[Dataset entries]
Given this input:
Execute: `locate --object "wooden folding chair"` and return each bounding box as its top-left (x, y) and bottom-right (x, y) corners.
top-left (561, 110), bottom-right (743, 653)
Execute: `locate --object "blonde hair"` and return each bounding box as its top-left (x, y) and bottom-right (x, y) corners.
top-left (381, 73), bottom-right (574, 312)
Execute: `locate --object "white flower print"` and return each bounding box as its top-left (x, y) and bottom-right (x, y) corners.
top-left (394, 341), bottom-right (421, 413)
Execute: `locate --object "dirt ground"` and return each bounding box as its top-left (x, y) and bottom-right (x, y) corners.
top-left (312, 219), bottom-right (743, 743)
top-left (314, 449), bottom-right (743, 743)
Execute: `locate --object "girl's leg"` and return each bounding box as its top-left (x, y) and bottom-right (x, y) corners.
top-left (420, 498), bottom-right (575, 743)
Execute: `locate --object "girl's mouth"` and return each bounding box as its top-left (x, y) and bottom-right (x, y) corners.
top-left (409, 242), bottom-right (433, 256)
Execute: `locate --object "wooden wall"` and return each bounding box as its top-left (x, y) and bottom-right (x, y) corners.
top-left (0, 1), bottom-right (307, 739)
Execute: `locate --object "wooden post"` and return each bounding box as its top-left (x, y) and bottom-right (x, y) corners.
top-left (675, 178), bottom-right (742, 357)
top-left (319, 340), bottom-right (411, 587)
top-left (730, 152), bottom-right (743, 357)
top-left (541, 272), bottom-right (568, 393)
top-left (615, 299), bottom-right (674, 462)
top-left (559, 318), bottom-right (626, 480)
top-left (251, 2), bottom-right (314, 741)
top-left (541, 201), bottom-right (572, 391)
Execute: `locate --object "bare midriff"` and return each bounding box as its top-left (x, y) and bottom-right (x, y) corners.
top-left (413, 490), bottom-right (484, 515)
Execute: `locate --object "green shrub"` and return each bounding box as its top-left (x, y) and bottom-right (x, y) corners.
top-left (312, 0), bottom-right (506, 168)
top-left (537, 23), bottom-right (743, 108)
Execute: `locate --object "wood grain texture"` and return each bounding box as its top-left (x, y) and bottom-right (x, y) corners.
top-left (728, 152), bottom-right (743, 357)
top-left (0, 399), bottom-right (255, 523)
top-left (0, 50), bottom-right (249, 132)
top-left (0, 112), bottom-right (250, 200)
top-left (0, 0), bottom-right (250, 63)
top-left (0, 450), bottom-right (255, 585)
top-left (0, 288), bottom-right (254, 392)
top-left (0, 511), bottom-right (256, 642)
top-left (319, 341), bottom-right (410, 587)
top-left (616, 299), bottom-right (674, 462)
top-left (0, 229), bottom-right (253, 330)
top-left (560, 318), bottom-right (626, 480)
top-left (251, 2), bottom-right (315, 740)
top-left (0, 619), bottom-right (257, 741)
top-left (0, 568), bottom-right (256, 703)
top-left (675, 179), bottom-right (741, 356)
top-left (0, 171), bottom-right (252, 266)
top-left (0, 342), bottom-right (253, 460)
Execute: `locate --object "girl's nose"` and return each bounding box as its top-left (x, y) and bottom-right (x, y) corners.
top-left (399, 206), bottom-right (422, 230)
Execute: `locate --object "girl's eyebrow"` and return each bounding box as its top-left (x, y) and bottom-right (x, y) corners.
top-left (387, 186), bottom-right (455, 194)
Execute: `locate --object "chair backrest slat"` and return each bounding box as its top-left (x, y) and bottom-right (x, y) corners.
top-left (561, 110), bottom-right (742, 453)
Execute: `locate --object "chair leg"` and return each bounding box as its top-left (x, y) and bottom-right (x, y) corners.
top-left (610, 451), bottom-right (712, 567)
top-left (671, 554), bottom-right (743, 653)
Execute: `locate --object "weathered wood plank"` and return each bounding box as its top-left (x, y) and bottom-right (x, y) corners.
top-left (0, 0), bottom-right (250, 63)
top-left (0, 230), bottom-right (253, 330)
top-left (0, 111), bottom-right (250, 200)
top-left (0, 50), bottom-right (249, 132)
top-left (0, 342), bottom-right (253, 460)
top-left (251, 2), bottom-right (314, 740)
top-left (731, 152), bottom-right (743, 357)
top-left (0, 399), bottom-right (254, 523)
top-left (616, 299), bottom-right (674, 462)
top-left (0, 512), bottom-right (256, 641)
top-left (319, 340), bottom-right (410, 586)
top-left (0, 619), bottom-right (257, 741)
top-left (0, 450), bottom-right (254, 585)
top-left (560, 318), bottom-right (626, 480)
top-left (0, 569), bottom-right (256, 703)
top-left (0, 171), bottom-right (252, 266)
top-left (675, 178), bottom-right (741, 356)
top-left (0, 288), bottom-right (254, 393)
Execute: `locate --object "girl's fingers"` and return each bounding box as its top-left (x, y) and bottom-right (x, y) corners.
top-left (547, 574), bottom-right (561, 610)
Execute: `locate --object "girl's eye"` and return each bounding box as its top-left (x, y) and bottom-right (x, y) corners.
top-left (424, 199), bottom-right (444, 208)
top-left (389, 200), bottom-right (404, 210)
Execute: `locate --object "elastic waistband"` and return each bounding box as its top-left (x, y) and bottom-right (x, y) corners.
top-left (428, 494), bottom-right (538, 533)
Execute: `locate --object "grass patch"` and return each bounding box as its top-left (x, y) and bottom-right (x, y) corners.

◆ Work to complete
Reproduce, please, every line of the records above without alteration.

◆ Exercise result
Given this input:
Execute: `locate --object "wooden folding chair"` and return each bounding box as its top-left (x, y) and bottom-right (x, y) corners.
top-left (561, 110), bottom-right (743, 653)
Execute: `locate --object "blonde hair"` and return each bounding box as its top-left (x, y) and bottom-right (x, y) corners.
top-left (381, 73), bottom-right (574, 312)
Execute: `locate --object "white flower print"` and return each bounding box as its top-left (x, y) and bottom-right (x, y) corners.
top-left (394, 341), bottom-right (421, 413)
Execute: `locate --object "dirt ground"` and return each bounding box as its top-left (x, y) and bottom-right (x, y) corners.
top-left (312, 219), bottom-right (743, 743)
top-left (314, 449), bottom-right (743, 743)
Execute: `locate --object "girl's leg"` and return each bounding box as its top-left (x, y) and bottom-right (x, y) corners.
top-left (420, 498), bottom-right (575, 743)
Execute: `locate --object "girl's mouth"` and return each bounding box as its top-left (x, y) and bottom-right (x, y) corners.
top-left (409, 242), bottom-right (433, 256)
Execute: `locate --object "wooden wall"` and return each bounding box as its top-left (x, y) and bottom-right (x, y) corners.
top-left (0, 1), bottom-right (307, 739)
Execute: `locate --object "wooden post"` and return each bounding box as its top-left (x, y) and bottom-right (x, y) corners.
top-left (675, 178), bottom-right (742, 357)
top-left (319, 340), bottom-right (411, 587)
top-left (730, 152), bottom-right (743, 357)
top-left (541, 272), bottom-right (568, 393)
top-left (615, 299), bottom-right (674, 462)
top-left (559, 318), bottom-right (626, 480)
top-left (251, 2), bottom-right (314, 741)
top-left (541, 201), bottom-right (572, 391)
Execute: `locate --object "bare midriff"` and return each bounding box as its top-left (x, y) and bottom-right (x, y) corners.
top-left (413, 490), bottom-right (484, 515)
Execute: `locate --object "green shrub"` and return each bounding box as its top-left (x, y) and bottom-right (x, y) corners.
top-left (312, 0), bottom-right (506, 168)
top-left (537, 23), bottom-right (743, 108)
Execute: `locate --object "wood grain texture"` and return each bounding box as its top-left (x, y) and bottom-right (x, y) corners.
top-left (728, 152), bottom-right (743, 357)
top-left (0, 399), bottom-right (255, 523)
top-left (0, 50), bottom-right (249, 132)
top-left (0, 112), bottom-right (250, 200)
top-left (0, 0), bottom-right (250, 63)
top-left (0, 450), bottom-right (255, 585)
top-left (0, 288), bottom-right (254, 392)
top-left (0, 511), bottom-right (256, 642)
top-left (319, 341), bottom-right (410, 587)
top-left (616, 299), bottom-right (674, 462)
top-left (0, 229), bottom-right (253, 330)
top-left (560, 318), bottom-right (626, 480)
top-left (251, 2), bottom-right (315, 740)
top-left (0, 619), bottom-right (257, 741)
top-left (0, 568), bottom-right (256, 703)
top-left (675, 179), bottom-right (741, 356)
top-left (0, 171), bottom-right (252, 266)
top-left (0, 342), bottom-right (253, 460)
Execute: `locate --object "girl's nose"` and return each bounding box as its top-left (x, y) and bottom-right (x, y) corners.
top-left (399, 206), bottom-right (422, 230)
Execute: `locate --object "girl's eyebrow"` and return each bounding box as its top-left (x, y) and bottom-right (x, y) corners.
top-left (387, 186), bottom-right (455, 194)
Execute: `locate --object "chair backrest slat"` and return each bounding box as its top-left (x, y) and bottom-right (x, y) corners.
top-left (561, 110), bottom-right (742, 453)
Execute: `locate --object "chair leg"` and return each bounding box as its top-left (x, y) and bottom-right (x, y) corners.
top-left (610, 451), bottom-right (712, 567)
top-left (671, 554), bottom-right (743, 653)
Execute: `locate --object "weathered wood plank"` and return each bounding box as its top-left (x, y) and bottom-right (x, y) corners.
top-left (0, 0), bottom-right (250, 63)
top-left (0, 230), bottom-right (253, 330)
top-left (0, 111), bottom-right (250, 200)
top-left (0, 50), bottom-right (249, 132)
top-left (0, 342), bottom-right (253, 460)
top-left (251, 2), bottom-right (314, 740)
top-left (731, 152), bottom-right (743, 357)
top-left (0, 399), bottom-right (254, 523)
top-left (616, 299), bottom-right (674, 462)
top-left (0, 512), bottom-right (256, 641)
top-left (319, 340), bottom-right (410, 586)
top-left (0, 619), bottom-right (257, 741)
top-left (0, 450), bottom-right (254, 585)
top-left (560, 318), bottom-right (626, 480)
top-left (0, 569), bottom-right (256, 703)
top-left (0, 171), bottom-right (252, 266)
top-left (675, 178), bottom-right (741, 356)
top-left (0, 288), bottom-right (254, 393)
Execute: `locate --object "girl's fingers"` and return each bounding box as its top-left (x, y) and bottom-right (x, y) corners.
top-left (547, 574), bottom-right (561, 610)
Execute: `locate --object "girl's eye"` and return each bounding box as its top-left (x, y) and bottom-right (x, y) corners.
top-left (424, 199), bottom-right (444, 208)
top-left (389, 200), bottom-right (404, 210)
Execute: `locate --object "elastic waistband"` and return each bounding box as its top-left (x, y) and bottom-right (x, y) corners.
top-left (428, 494), bottom-right (538, 533)
Execute: `locate --object "grass patch"` and return each bounding box as its top-left (x, y) and bottom-right (x, y) corners.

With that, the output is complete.